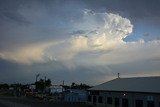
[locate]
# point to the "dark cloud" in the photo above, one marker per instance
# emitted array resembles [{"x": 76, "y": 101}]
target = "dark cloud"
[{"x": 142, "y": 10}]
====
TASK STATEMENT =>
Rewrite all of the rows above, replacing every occurrence of "dark cloud" with "storm cloud" and keeping everything else unchanged. Omit the pictures from your answer.

OUTPUT FOR THIS EXERCISE =>
[locate]
# point to the "storm cloud" in the photo above, one marker per instance
# emitted array resembles [{"x": 76, "y": 101}]
target = "storm cloud"
[{"x": 142, "y": 10}]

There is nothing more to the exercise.